● **Data excerpts**
*** Block opens ***
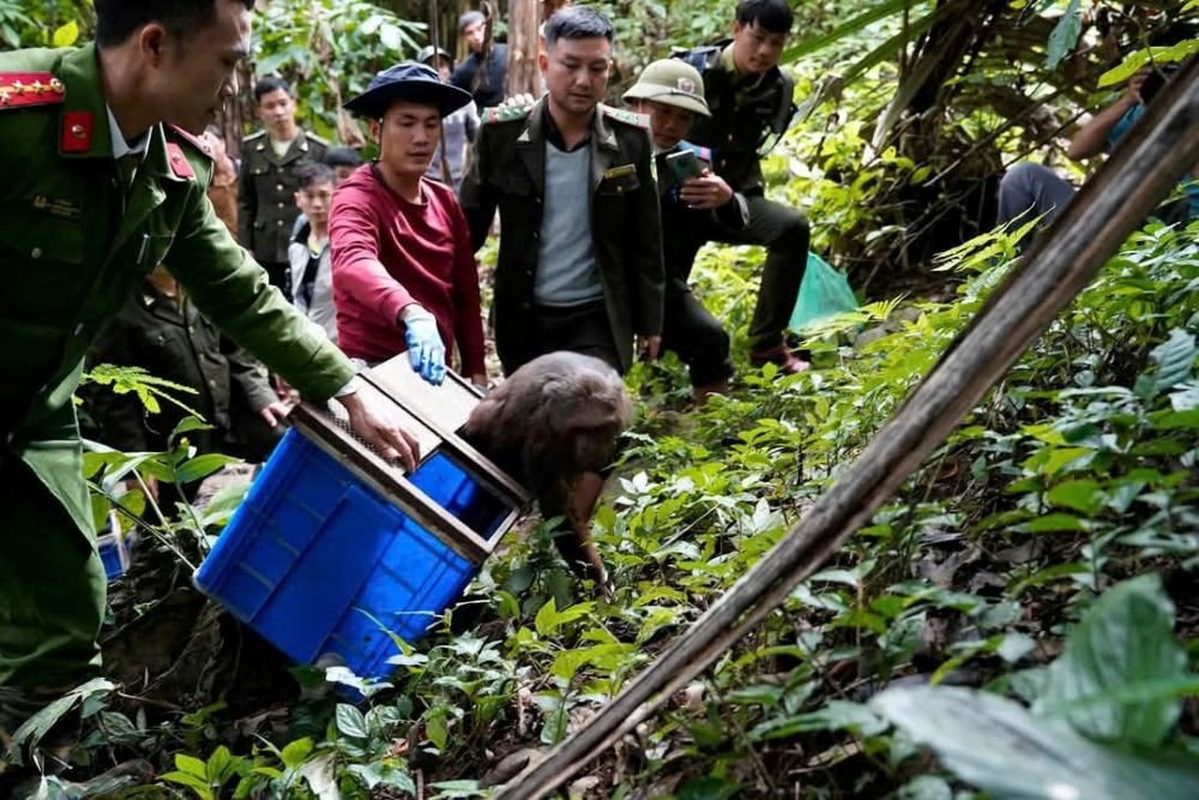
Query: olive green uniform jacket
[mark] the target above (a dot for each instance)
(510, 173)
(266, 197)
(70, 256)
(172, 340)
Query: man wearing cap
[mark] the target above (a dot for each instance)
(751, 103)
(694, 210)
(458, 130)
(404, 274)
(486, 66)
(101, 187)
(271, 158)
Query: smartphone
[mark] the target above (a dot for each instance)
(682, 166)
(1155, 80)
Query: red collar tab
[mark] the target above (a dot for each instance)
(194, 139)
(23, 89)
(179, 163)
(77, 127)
*** Block closes ***
*** Block opens ***
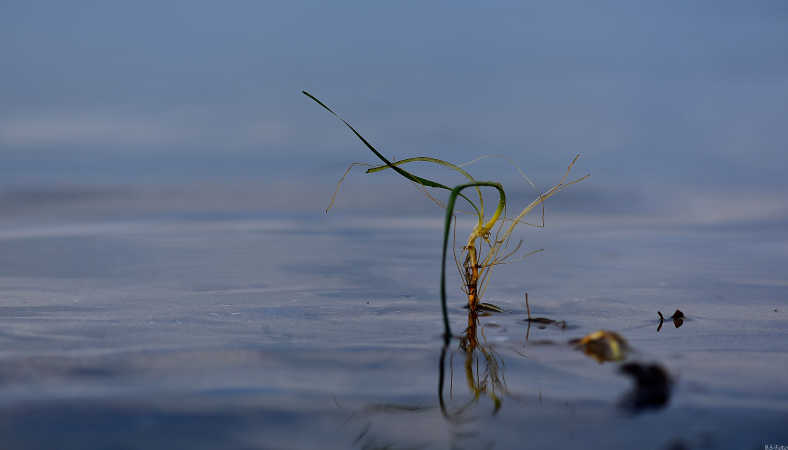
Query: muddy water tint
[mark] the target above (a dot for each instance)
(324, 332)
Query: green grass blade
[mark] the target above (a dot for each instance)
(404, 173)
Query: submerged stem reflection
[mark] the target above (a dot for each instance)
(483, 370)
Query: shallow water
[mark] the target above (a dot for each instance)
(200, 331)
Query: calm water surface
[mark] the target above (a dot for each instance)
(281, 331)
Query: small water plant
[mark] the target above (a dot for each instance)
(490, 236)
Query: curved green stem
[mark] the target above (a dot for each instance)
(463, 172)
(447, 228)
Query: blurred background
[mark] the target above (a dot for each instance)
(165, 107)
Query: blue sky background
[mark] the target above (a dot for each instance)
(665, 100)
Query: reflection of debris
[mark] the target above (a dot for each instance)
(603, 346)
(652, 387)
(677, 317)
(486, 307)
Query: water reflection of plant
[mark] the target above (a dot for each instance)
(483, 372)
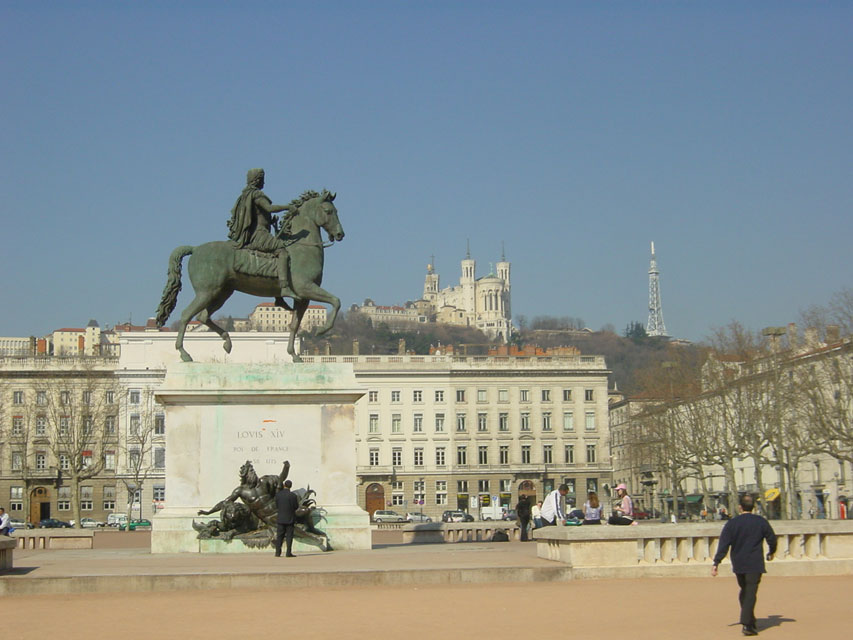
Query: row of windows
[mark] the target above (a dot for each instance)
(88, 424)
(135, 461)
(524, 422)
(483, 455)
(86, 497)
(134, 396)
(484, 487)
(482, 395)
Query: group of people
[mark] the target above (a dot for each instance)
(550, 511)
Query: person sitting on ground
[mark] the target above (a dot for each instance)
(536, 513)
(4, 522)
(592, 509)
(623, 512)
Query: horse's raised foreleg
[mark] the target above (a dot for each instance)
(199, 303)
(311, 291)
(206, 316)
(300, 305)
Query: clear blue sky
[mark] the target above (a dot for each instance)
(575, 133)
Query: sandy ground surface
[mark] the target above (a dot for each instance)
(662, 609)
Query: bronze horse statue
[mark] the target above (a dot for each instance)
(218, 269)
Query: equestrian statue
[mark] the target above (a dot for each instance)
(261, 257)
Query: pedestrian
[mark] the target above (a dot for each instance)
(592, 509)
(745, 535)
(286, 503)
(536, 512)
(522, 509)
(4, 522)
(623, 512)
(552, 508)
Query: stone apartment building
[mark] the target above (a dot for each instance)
*** Block closes ***
*** Block opens ***
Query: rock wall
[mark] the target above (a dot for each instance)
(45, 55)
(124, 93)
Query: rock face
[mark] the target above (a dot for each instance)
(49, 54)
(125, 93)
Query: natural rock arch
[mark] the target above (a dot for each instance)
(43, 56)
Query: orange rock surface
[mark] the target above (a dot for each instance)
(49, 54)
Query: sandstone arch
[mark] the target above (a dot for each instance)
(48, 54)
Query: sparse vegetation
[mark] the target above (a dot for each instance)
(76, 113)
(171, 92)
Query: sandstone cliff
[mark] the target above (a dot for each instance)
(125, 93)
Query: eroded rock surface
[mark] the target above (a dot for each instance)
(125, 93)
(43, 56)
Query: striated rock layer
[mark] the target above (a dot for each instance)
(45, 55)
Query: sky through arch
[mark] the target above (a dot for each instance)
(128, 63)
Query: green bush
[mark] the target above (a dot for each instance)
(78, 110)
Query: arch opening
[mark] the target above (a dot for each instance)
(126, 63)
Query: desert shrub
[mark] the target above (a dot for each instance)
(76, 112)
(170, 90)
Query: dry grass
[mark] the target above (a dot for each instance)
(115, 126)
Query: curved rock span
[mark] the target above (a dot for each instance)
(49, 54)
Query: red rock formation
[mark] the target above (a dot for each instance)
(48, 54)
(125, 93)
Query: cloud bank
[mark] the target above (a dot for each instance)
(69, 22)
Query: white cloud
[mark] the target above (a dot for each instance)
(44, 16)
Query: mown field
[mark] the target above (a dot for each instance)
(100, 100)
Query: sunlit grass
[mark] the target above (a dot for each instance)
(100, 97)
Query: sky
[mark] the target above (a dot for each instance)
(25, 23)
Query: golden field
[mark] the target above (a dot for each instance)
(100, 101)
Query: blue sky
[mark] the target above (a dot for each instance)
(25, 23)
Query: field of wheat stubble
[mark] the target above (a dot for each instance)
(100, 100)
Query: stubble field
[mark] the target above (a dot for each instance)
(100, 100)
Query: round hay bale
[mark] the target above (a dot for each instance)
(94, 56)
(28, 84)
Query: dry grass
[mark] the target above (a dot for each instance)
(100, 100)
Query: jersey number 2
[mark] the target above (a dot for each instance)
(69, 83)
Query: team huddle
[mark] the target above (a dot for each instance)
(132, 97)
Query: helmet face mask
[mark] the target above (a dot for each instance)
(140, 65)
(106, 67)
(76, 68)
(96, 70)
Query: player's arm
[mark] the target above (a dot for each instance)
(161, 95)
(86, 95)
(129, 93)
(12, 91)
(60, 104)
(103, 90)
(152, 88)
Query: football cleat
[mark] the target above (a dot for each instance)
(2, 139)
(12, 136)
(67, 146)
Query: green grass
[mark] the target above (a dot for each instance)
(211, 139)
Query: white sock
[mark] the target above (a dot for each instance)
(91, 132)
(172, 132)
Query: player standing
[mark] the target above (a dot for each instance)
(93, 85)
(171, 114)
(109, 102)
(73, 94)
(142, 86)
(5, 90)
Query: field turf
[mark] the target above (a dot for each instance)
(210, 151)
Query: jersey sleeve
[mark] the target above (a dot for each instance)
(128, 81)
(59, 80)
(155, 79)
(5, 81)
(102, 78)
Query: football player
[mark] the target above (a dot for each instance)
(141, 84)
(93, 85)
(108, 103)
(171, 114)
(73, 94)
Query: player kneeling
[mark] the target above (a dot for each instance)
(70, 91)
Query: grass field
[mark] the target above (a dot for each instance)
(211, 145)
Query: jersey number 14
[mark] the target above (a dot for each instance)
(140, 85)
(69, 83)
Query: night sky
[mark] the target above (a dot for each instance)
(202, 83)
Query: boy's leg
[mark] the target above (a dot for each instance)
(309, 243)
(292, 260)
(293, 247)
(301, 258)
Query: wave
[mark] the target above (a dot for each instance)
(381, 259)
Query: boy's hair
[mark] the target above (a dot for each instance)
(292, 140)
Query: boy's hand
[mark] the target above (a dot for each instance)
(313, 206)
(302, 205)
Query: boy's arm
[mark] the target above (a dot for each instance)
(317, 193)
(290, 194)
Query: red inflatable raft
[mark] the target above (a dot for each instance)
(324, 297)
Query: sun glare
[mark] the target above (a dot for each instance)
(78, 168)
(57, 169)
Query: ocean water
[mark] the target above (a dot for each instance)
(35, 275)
*** Block closes ***
Retrieve every line above holding the word "horse".

● **Result**
Query: horse's raised foreleg
Query: bronze horse statue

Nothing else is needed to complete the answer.